_Work to do_
Copy the rows below with "this scene" swapped for "this image" and everything else unchanged. Leave the pictures out of your copy.

_Given information_
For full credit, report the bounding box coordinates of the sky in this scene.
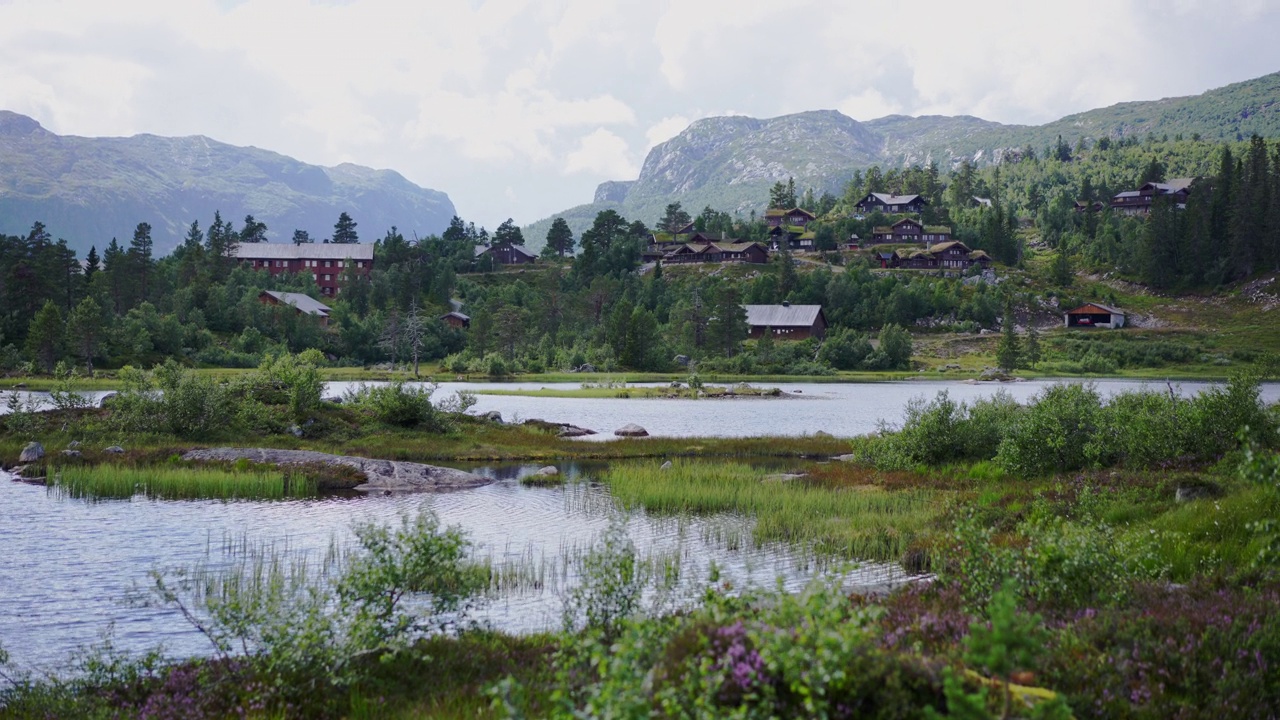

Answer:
[0,0,1280,228]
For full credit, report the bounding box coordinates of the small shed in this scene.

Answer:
[257,290,332,327]
[1062,302,1125,329]
[742,302,827,340]
[440,310,471,329]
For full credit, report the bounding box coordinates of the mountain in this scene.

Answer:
[0,110,454,256]
[525,73,1280,246]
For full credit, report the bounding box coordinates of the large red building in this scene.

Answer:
[236,242,374,297]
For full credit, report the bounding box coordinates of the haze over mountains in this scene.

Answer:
[525,73,1280,246]
[0,110,454,258]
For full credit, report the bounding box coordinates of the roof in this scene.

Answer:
[742,305,826,328]
[476,242,538,258]
[262,289,332,318]
[236,242,374,260]
[1066,302,1124,315]
[863,192,924,205]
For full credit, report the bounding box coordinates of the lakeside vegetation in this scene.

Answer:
[0,345,1280,719]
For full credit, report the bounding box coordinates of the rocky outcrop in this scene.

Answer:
[18,442,45,465]
[182,447,493,493]
[613,423,649,437]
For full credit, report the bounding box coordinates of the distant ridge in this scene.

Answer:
[0,110,454,256]
[525,73,1280,246]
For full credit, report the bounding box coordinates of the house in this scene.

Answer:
[1111,178,1196,215]
[1062,302,1125,329]
[476,242,538,265]
[662,242,769,264]
[257,290,332,328]
[440,310,471,329]
[742,302,827,340]
[233,242,374,297]
[876,241,991,270]
[764,208,818,229]
[858,192,928,214]
[872,218,951,245]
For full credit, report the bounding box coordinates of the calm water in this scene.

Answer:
[0,382,1280,666]
[0,458,902,667]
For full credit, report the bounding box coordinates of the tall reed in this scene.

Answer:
[600,462,942,560]
[52,465,316,500]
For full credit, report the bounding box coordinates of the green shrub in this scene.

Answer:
[996,384,1102,475]
[343,380,451,433]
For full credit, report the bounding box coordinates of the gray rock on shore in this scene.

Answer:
[182,447,493,493]
[18,442,45,465]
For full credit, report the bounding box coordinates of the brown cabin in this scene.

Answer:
[1062,302,1125,329]
[742,302,827,340]
[257,290,332,328]
[476,242,538,265]
[858,192,928,214]
[440,310,471,331]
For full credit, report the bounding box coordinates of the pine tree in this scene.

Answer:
[996,302,1021,373]
[329,211,360,245]
[543,218,573,258]
[27,300,65,373]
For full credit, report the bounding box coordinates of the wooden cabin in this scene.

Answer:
[232,242,374,297]
[1062,302,1125,329]
[742,302,827,340]
[257,290,333,328]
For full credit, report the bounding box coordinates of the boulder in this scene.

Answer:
[1174,483,1222,502]
[556,425,595,437]
[182,447,493,495]
[18,442,45,465]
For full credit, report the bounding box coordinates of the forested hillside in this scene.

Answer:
[526,73,1280,245]
[0,110,453,256]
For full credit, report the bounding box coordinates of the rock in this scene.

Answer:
[613,423,649,437]
[18,442,45,465]
[182,447,493,493]
[1174,483,1222,502]
[556,425,595,437]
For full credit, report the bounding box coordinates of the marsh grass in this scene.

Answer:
[50,465,316,500]
[600,462,943,561]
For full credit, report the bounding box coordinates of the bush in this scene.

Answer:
[997,384,1103,475]
[343,380,451,433]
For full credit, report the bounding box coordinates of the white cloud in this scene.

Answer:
[564,128,640,179]
[644,115,690,150]
[0,0,1280,227]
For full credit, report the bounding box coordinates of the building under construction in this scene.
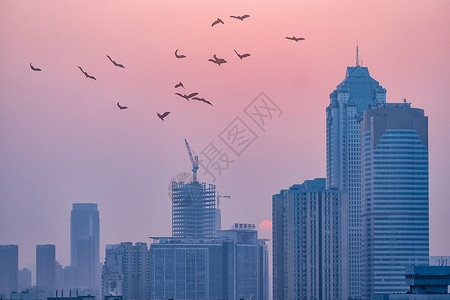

_Reply to the task_
For full credit, report the bounding box coordinates of the sky in this image.

Answer:
[0,0,1280,228]
For full credit, report the bounding box coordinates of the small shed in this image.

Answer:
[257,290,332,327]
[1062,302,1125,329]
[742,302,827,340]
[440,310,471,329]
For full credit, report the bounding box coordinates of the mountain in this image.

Answer:
[0,110,454,256]
[525,73,1280,246]
For full credit, report the bounding box coordinates of the large red building in this image.

Answer:
[236,242,374,297]
For full credit, report the bounding box coordinates of the haze over mountains in this image.

Answer:
[525,73,1280,246]
[0,110,454,258]
For full credit, report the bounding box coordinates of the roof in this image.

Answer:
[742,305,826,328]
[476,242,538,258]
[262,289,332,318]
[236,242,374,260]
[1066,302,1124,315]
[863,192,924,205]
For full credit, report the bounding box coordinates of the lakeside vegetation in this image.

Answer:
[0,345,1280,719]
For full credit, report the bounding box coordinates of the rocky outcrop in this image.

Answer:
[18,442,45,465]
[182,447,493,493]
[613,423,649,437]
For full credit, report the bounding box coordinates of the distant ridge in this image.

Answer:
[0,110,454,256]
[525,73,1280,246]
For full credit, report the bounding box coordinates of the house in this image.

Answer:
[1111,178,1196,215]
[1062,302,1125,329]
[476,242,538,265]
[662,242,769,264]
[257,290,332,328]
[440,310,471,329]
[742,302,827,340]
[233,242,374,297]
[876,241,991,270]
[764,208,818,229]
[858,192,928,214]
[872,218,951,245]
For full credit, report the bounding box coordinates of the calm water in this image.

Answer:
[0,382,1280,666]
[0,458,902,667]
For full credit, report the bounding box coordinates of the tall reed in this image.

Answer:
[600,462,942,560]
[52,465,316,500]
For full credit, report the bounding box coordinates of the green shrub in this image.

Answer:
[996,384,1102,475]
[343,380,451,433]
For full credit, report the bounding box coordinates of the gray rock on shore in this image.

Answer:
[182,447,493,493]
[18,442,45,465]
For full credit, report the bounding box coordinates of the brown cabin in this image.

Answer:
[1062,302,1125,329]
[742,302,827,340]
[257,290,332,328]
[476,242,538,265]
[858,192,928,214]
[440,310,471,331]
For full credit, report the bounding box coordinates of the pine tree in this image.

Answer:
[996,302,1021,373]
[329,211,360,245]
[543,218,573,258]
[27,300,65,373]
For full credit, report the bounding box coordinates of the wooden cabin in this image.

Answer:
[232,242,374,297]
[1062,302,1125,329]
[742,302,827,340]
[257,290,333,328]
For full credit, report the bounding box coordinates of the boulder in this image.

Answer:
[1174,483,1222,502]
[556,425,595,437]
[182,447,493,495]
[18,442,45,465]
For full credit, report the bounding box coordinates of the forested hillside in this image.

Answer:
[526,73,1280,245]
[0,110,453,256]
For full credit, report the bounding box coordinates of the rock in this image.

Answer:
[613,423,649,437]
[18,442,45,465]
[182,447,493,493]
[1174,483,1222,502]
[556,425,595,437]
For full credit, report the bounding box coordinates of the marsh grass in this image.

Answer:
[50,465,316,500]
[600,462,943,561]
For full credit, report the bounding box coordinates of the bush in this image.

Answer:
[997,384,1103,475]
[343,380,451,433]
For full credit, report the bounding box coordinates of the white cloud in this image.

Answer:
[564,128,640,179]
[644,115,690,150]
[0,0,1280,227]
For full credit, report the bounding box coordinates of the building under construction in this image.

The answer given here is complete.